- [THE PROBLEM]: Give back every record exactly, with its pictures left out.

─── GIVEN DATA ───

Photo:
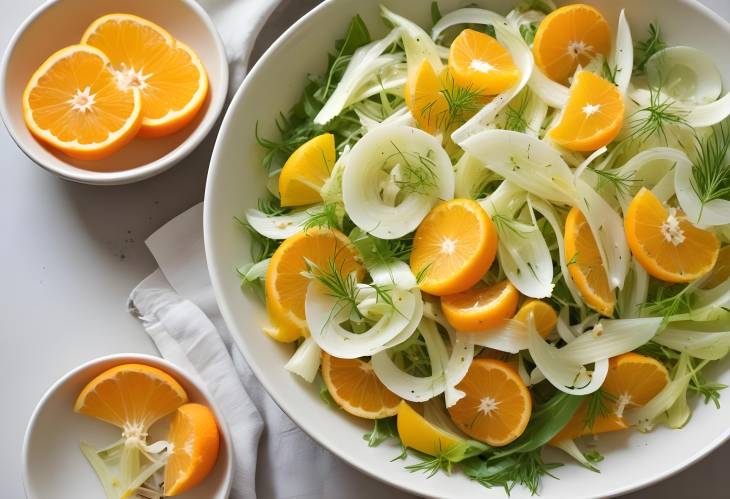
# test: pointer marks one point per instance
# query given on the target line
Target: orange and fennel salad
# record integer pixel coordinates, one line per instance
(501, 233)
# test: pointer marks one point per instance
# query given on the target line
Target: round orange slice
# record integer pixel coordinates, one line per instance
(306, 171)
(568, 37)
(131, 396)
(194, 443)
(169, 74)
(479, 62)
(497, 405)
(481, 308)
(593, 116)
(286, 287)
(453, 247)
(355, 387)
(665, 243)
(73, 104)
(632, 381)
(585, 264)
(543, 314)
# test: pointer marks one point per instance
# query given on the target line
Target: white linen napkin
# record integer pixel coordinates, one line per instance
(272, 456)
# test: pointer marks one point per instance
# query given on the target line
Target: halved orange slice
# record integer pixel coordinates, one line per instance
(73, 104)
(194, 440)
(585, 264)
(479, 62)
(665, 243)
(169, 74)
(496, 406)
(355, 387)
(453, 247)
(570, 36)
(593, 116)
(481, 308)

───

- [REPLY TO THE TASK]:
Photo:
# test: pointer marks one point per instance
# query given on the target line
Target: orange and fennel salad
# record integer pixel coordinates, one line per instance
(501, 233)
# test: pointer marks one point per instance
# query given on the target line
Target: round orange slice
# record integer pixel coordinates, one line per instance
(306, 171)
(568, 37)
(131, 396)
(194, 443)
(169, 74)
(479, 62)
(497, 405)
(481, 308)
(593, 116)
(286, 287)
(453, 247)
(355, 387)
(665, 243)
(73, 104)
(632, 381)
(585, 264)
(543, 314)
# test: pointer marks one point per instance
# query given on the target line
Target: white linen napkin
# record integer pixel coordinates, one line per instance
(272, 456)
# test: pointer marks one point per instance
# query given on the target line
Target: halved orange slice
# record integer pixel coordinates, one line per instance
(73, 104)
(194, 440)
(585, 264)
(479, 62)
(665, 243)
(169, 74)
(496, 406)
(355, 387)
(453, 247)
(570, 36)
(593, 116)
(481, 308)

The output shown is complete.